# Aim of the exercise
Retype every entry in its entirety, without alteration.

= = = = =

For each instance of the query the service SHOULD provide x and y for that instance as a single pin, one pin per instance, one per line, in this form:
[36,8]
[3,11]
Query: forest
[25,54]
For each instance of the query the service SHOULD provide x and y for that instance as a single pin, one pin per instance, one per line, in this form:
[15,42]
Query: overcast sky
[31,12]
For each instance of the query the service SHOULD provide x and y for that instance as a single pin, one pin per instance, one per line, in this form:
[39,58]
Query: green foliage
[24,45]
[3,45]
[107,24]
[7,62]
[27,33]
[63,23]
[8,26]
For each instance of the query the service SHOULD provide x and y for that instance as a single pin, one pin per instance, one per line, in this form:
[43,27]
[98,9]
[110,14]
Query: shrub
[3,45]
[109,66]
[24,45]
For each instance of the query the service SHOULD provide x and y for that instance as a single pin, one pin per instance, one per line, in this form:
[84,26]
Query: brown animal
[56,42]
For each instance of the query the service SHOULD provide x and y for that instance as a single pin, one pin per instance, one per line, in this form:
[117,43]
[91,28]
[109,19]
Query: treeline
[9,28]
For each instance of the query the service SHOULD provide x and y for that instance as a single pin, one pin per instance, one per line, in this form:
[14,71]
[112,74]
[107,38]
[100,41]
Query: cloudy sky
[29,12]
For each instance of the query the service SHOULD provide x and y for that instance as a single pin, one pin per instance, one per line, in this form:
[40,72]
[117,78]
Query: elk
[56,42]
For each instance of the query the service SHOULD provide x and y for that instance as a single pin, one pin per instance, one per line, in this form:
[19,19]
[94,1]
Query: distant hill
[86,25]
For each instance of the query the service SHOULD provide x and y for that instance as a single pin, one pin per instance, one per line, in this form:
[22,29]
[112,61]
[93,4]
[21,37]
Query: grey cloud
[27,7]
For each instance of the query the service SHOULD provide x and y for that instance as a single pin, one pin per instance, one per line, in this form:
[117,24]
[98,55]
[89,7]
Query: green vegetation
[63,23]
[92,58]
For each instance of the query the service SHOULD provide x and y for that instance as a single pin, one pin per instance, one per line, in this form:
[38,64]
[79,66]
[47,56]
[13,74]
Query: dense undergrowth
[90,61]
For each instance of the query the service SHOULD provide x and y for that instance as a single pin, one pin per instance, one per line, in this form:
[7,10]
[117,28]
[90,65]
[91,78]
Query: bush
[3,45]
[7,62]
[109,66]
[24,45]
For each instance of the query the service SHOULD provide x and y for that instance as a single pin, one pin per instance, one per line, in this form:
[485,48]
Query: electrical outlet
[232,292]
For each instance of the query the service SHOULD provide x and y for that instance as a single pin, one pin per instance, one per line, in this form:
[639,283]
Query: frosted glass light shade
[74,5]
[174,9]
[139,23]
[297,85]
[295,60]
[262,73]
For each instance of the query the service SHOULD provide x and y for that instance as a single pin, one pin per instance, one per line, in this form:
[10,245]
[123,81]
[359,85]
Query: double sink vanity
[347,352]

= = = = =

# Answer to this problem
For each instance of the query the service SHOULD provide x and y for that instance as a single pin, one pin per instance, one per line, in this form:
[36,8]
[3,11]
Query: forest
[25,54]
For each instance of the query the service SHOULD provide x and y for that instance as a single pin, one pin per instance, one per line, in this form:
[15,42]
Query: overcast sky
[31,12]
For each instance of the query the service SHOULD provide x and y for that instance as a single pin, one pin per instance, one per line, in this form:
[39,58]
Query: green foliage
[24,45]
[3,45]
[107,24]
[7,62]
[27,33]
[63,23]
[8,26]
For each instance of the query the service SHOULD provide x and y for that instance as a single pin, one pin per instance, one per line, in this form:
[43,27]
[98,9]
[110,14]
Query: shrub
[3,45]
[109,66]
[24,45]
For each instance of the query the service SHOULD provide x and y for that instance as a single pin, one pin per instance, one per line, in this form:
[84,26]
Query: brown animal
[56,42]
For each instance of the query the service SHOULD provide x and y for that instance as a single pin, one pin per instance, one per line, in this form:
[117,43]
[91,28]
[109,19]
Query: treeline
[9,28]
For each instance of the query the service SHOULD provide x and y for that instance as a single pin, one pin per instance, one per line, in this form:
[14,71]
[112,74]
[107,38]
[100,41]
Query: cloudy sky
[29,12]
For each instance of the query the service SHOULD provide x and y for that instance as a single pin, one pin per instance, one per line, in this form:
[40,72]
[117,78]
Query: elk
[56,42]
For each instance of the query the service SHOULD provide x and y for that instance as a single pin, one pin per instance, one per line, in this form:
[19,19]
[94,1]
Query: distant hill
[86,25]
For each instance of the query the service SHOULD provide x and y for that instance as a single pin, one pin per instance, one per line, in this form:
[22,29]
[112,61]
[93,4]
[21,37]
Query: grey cloud
[27,7]
For each instance of the query the service SHOULD provide x and y for that instance as a single pin, one pin per instance, one per line, in this form:
[117,24]
[98,55]
[89,7]
Query: green vegetation
[63,23]
[92,58]
For each instance of the query the service SHOULD provide x and y for that instance as a single pin, one pin per instance, one per line, in this form:
[38,64]
[79,66]
[47,56]
[13,74]
Query: dense undergrowth
[90,61]
For each instance of the query the service SHOULD provide x and y for that instance as a single pin, one pin per instance, one per line, in this form:
[7,10]
[117,28]
[90,65]
[91,78]
Query: bush
[3,45]
[7,62]
[109,66]
[24,45]
For each instance of the query the service SHOULD provide x and y for that instance as a single pin, one pin per instance, one per line, in this form:
[485,48]
Query: electrical outlet
[232,292]
For each instance of the query the service SHOULD provide x and y for that instance as a single pin, one pin per instance, one per line, in this form:
[639,283]
Query: frosted glass light shade
[74,5]
[174,9]
[139,23]
[297,85]
[295,60]
[262,73]
For each instance of the query the service SHOULD provide x and y for that instance as a single pin, one pin per instance, one per line, in this form:
[10,245]
[123,81]
[359,85]
Query: double sink vanity
[347,352]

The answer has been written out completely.